_ПИСЬМЕННОЕ ЗАДАНИЕ 1_:
Воспроизведите дословно часть фрагмента о семействе Головлевых: начните с места, где стоят слова «Бессознательность, невменяемость, неспособность», и остановитесь после слов «преувеличить. Особенно нам.».

_ИСХОДНЫЙ ФРАГМЕНТ_:

----------

Про всех же остальных – и Иудушкиных братьев, спившихся Степку-балбеса и Павла Владимирыча, и его сыновей Петеньку и Володеньку, и обеих пошедших по рукам сирот-племяннушек – сказать и вовсе почти нечего: это существа без индивидуальности и характера, никакие, рыхлые, снулые. Не люди – пустые места. Характер из всего семейства – лишь у маменьки Арины Петровны, крутой и хваткой помещицы, превратившей Головлево из захудалого именьица в процветающее хозяйство. Но все богатство, все накопленное, захваченное, построенное – все без остатка ухнет в «пустые места» следующих поколений, уйдет в песок, рассеется, сгинет вместе с самим головлевским родом, и лейтмотивом книги станет отчаянное маменькино: «Для кого я припасала?!»
В том-то и заключается безнадега, что в Чуровой долине припасать и создавать что-либо бесполезно, осмысленная и конструктивная деятельность лишена тут результата, все вязнет, глохнет, тонет в трясине. «Ни звуков здесь, ни красок, ни движенья – /, – писал о той же стране щедринский современник Тютчев, чей патриотизм был не менее безоговорочен и не менее горек под конец. – Жизнь отошла – и, покорясь судьбе, / В каком-то забытьи изнеможенья, / Здесь человек лишь снится сам себе». «В бессознательной дремоте» ведет опустившая руки Арина Петровна свое «полусонное существование». Степан живет в «странном оцепенении», носящем «на себе все признаки отсутствия сознательной жизни». Павел, «уединившись с самим собой, возненавидел общество живых людей и создал для себя особую, фантастическую действительность». Сирота Аннинька «в сущности, уже умерла, и между тем внешние признаки жизни – налицо». А пребывающий «в омуте фантастических действий и образов» Иудушка, вынырнув на миг оттуда за страницу до гибели, уже не обнаруживает ничего на месте прежней реальности: «Что такое! Что такое сделалось?! – почти растерянно восклицал он, озираясь кругом, – где… все?..»
Бессознательность, невменяемость, неспособность к трезвому взгляду на себя чревата одним – прекращением течения истории: национальной, семейной, личной. Ужас, однако, в том, что человеку бодрствующему, активному, критичному, полному, как сказано о Крамольникове, «доброго раздражения», – в этом сонном царстве хуже всех. Именно потому, что он-то все понимает, и догадывается, к чему дело идет, и отдает себе отчет в собственном бессилии.
Если же он при этом органически не способен к цинизму и ничего не может поделать с собственной любовью к этой стране… тогда судьба превращается в трагедию. Но остается настоящая литература, и – в единстве судьбы и литературы – урок, ценность которого сложно преувеличить. Особенно нам.

----------

_ПРЕДОСТАВЛЕННЫЙ МАТЕРИАЛ_:
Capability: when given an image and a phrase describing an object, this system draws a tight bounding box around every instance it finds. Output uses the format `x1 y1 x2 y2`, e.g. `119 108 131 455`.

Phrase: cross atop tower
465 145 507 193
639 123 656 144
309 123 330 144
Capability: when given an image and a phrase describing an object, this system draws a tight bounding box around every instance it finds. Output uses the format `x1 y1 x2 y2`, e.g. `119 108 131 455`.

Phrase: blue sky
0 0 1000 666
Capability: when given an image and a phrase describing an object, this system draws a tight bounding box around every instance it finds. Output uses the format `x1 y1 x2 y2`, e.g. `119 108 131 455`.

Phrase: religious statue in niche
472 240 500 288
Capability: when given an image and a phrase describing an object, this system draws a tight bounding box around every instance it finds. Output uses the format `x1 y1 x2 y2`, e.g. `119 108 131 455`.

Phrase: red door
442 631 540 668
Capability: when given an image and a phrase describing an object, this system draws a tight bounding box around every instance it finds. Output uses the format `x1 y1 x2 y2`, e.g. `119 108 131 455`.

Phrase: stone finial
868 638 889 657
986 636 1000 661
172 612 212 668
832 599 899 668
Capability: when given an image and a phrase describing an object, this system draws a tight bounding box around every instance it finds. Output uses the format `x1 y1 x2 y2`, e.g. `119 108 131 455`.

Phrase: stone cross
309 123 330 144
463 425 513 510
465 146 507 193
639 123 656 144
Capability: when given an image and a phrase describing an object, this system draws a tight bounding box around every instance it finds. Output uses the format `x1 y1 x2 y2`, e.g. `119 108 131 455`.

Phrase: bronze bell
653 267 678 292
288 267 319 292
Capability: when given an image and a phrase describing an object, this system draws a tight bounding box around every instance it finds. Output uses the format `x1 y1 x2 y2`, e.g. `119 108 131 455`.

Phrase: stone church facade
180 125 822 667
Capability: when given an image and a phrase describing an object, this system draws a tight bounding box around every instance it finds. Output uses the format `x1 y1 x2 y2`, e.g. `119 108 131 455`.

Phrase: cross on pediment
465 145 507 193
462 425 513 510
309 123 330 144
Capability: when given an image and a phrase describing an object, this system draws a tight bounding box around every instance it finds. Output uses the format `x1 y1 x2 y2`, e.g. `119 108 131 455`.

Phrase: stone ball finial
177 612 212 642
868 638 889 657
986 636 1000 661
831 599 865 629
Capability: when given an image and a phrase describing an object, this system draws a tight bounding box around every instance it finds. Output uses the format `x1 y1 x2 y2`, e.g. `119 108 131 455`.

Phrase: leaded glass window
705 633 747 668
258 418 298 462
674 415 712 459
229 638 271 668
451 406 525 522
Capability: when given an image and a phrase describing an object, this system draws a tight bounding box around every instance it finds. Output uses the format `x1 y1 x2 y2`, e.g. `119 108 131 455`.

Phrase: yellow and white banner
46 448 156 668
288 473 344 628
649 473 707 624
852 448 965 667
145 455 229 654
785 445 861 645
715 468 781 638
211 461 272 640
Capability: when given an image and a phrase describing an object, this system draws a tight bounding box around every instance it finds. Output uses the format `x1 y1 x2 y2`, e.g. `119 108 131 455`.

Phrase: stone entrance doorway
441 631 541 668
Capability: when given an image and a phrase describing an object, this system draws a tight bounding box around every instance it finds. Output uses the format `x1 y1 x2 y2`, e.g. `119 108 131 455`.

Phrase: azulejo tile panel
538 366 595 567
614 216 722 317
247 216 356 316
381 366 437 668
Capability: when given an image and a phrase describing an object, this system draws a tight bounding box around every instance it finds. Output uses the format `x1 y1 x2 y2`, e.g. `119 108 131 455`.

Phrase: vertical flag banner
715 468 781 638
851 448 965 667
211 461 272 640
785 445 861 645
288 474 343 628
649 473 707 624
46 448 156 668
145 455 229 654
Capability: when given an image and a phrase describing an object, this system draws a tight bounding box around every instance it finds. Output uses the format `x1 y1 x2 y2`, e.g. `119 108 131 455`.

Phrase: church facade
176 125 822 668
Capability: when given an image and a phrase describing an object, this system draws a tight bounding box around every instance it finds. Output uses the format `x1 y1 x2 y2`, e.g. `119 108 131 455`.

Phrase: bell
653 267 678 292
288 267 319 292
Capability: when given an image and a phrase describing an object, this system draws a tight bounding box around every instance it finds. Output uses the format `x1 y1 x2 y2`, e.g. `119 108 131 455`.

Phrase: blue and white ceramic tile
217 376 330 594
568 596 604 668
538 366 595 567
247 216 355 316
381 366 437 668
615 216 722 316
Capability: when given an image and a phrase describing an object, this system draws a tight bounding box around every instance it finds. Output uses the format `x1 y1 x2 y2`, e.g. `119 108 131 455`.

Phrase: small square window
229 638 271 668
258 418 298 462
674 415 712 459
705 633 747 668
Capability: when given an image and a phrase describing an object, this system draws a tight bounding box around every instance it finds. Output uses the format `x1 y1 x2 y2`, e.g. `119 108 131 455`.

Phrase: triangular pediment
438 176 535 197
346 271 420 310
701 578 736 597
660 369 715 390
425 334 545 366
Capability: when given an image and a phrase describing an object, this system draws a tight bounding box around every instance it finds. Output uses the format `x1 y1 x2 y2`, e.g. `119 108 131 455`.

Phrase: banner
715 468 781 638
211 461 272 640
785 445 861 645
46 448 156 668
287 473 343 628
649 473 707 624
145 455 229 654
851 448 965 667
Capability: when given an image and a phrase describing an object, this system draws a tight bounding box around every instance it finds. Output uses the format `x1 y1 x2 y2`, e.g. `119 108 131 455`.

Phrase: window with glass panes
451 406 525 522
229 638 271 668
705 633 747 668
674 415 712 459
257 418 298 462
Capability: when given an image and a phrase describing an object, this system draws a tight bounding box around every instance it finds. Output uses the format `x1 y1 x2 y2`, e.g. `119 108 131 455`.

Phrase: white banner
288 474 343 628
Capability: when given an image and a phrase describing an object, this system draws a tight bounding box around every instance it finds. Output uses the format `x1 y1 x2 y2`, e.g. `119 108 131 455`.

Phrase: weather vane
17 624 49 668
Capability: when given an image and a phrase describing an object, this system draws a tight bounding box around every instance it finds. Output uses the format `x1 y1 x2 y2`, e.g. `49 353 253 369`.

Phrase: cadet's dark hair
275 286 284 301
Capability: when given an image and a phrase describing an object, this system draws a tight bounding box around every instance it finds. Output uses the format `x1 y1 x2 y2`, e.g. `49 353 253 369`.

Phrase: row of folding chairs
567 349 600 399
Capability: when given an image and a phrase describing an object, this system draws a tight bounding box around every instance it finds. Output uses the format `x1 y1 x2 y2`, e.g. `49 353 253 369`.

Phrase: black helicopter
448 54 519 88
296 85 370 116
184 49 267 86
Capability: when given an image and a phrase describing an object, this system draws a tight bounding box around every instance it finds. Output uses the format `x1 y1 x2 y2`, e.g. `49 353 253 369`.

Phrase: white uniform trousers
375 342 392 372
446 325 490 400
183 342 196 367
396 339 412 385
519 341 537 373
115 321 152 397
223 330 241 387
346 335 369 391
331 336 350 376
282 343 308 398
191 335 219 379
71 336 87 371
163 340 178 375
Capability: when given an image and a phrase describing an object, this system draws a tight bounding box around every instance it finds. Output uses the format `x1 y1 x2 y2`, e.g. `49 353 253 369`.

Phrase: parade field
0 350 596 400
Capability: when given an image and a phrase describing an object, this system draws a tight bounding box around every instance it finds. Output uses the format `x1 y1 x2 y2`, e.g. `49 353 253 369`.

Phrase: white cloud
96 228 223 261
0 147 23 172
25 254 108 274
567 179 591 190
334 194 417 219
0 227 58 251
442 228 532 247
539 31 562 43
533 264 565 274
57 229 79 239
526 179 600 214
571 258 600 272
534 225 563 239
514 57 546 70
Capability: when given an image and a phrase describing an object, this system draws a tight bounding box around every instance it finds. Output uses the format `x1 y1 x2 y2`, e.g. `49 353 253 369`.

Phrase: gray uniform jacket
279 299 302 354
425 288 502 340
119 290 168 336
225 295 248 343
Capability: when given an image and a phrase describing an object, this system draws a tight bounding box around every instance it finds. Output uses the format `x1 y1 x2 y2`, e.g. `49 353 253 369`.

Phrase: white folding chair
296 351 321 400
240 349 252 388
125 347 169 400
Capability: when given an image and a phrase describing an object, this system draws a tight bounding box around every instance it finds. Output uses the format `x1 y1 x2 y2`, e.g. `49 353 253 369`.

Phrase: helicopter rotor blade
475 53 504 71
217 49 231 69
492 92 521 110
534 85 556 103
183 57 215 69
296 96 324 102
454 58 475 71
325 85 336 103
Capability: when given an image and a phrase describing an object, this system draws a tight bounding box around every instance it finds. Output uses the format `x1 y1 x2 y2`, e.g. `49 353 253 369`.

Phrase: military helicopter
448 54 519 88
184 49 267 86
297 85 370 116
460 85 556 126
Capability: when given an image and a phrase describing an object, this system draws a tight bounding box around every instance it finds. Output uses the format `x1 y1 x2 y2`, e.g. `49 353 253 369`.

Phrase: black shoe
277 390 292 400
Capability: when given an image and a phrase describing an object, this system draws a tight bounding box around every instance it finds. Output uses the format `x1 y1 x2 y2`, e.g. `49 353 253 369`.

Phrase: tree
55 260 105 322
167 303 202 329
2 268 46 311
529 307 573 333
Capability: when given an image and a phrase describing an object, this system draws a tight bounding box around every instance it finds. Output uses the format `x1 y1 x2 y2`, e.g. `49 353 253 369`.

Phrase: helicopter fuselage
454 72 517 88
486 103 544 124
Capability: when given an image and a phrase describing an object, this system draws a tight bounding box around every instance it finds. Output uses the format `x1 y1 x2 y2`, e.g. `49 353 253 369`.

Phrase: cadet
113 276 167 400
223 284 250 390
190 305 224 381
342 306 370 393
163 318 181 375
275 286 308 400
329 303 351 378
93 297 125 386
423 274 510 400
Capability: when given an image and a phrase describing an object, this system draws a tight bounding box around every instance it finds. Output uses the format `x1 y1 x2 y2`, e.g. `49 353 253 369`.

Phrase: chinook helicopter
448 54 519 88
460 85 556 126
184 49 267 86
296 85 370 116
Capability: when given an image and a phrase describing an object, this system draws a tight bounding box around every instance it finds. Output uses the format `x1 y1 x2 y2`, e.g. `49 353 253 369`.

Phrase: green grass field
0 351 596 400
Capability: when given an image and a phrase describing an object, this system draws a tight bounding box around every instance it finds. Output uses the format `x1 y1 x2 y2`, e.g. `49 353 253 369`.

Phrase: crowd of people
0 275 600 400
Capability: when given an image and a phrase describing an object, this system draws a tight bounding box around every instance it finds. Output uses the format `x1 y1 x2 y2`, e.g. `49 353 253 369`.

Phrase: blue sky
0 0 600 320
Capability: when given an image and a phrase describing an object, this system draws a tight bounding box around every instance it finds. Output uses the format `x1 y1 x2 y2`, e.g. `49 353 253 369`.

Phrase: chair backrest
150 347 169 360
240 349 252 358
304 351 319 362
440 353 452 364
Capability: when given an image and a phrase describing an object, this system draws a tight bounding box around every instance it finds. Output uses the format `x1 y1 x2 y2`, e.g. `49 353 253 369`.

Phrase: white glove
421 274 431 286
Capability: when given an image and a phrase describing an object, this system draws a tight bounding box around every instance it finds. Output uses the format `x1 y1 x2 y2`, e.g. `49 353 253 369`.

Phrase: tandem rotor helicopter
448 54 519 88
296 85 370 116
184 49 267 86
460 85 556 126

----------

_ПИСЬМЕННОЕ ЗАДАНИЕ 2_:
Превратите в нумерованный список строки записей от самой первой до строки со словами «832 599 899 668» включительно, пропустив пустые строки. Остальные записи не включайте.

_ОТВЕТ К ЗАДАНИЮ 1_:
Бессознательность, невменяемость, неспособность к трезвому взгляду на себя чревата одним – прекращением течения истории: национальной, семейной, личной. Ужас, однако, в том, что человеку бодрствующему, активному, критичному, полному, как сказано о Крамольникове, «доброго раздражения», – в этом сонном царстве хуже всех. Именно потому, что он-то все понимает, и догадывается, к чему дело идет, и отдает себе отчет в собственном бессилии.
Если же он при этом органически не способен к цинизму и ничего не может поделать с собственной любовью к этой стране… тогда судьба превращается в трагедию. Но остается настоящая литература, и – в единстве судьбы и литературы – урок, ценность которого сложно преувеличить. Особенно нам.

_ОТВЕТ К ЗАДАНИЮ 2_:
1. Capability: when given an image and a phrase describing an object, this system draws a tight bounding box around every instance it finds. Output uses the format `x1 y1 x2 y2`, e.g. `119 108 131 455`.
2. Phrase: cross atop tower
3. 465 145 507 193
4. 639 123 656 144
5. 309 123 330 144
6. Capability: when given an image and a phrase describing an object, this system draws a tight bounding box around every instance it finds. Output uses the format `x1 y1 x2 y2`, e.g. `119 108 131 455`.
7. Phrase: blue sky
8. 0 0 1000 666
9. Capability: when given an image and a phrase describing an object, this system draws a tight bounding box around every instance it finds. Output uses the format `x1 y1 x2 y2`, e.g. `119 108 131 455`.
10. Phrase: religious statue in niche
11. 472 240 500 288
12. Capability: when given an image and a phrase describing an object, this system draws a tight bounding box around every instance it finds. Output uses the format `x1 y1 x2 y2`, e.g. `119 108 131 455`.
13. Phrase: red door
14. 442 631 540 668
15. Capability: when given an image and a phrase describing an object, this system draws a tight bounding box around every instance it finds. Output uses the format `x1 y1 x2 y2`, e.g. `119 108 131 455`.
16. Phrase: stone finial
17. 868 638 889 657
18. 986 636 1000 661
19. 172 612 212 668
20. 832 599 899 668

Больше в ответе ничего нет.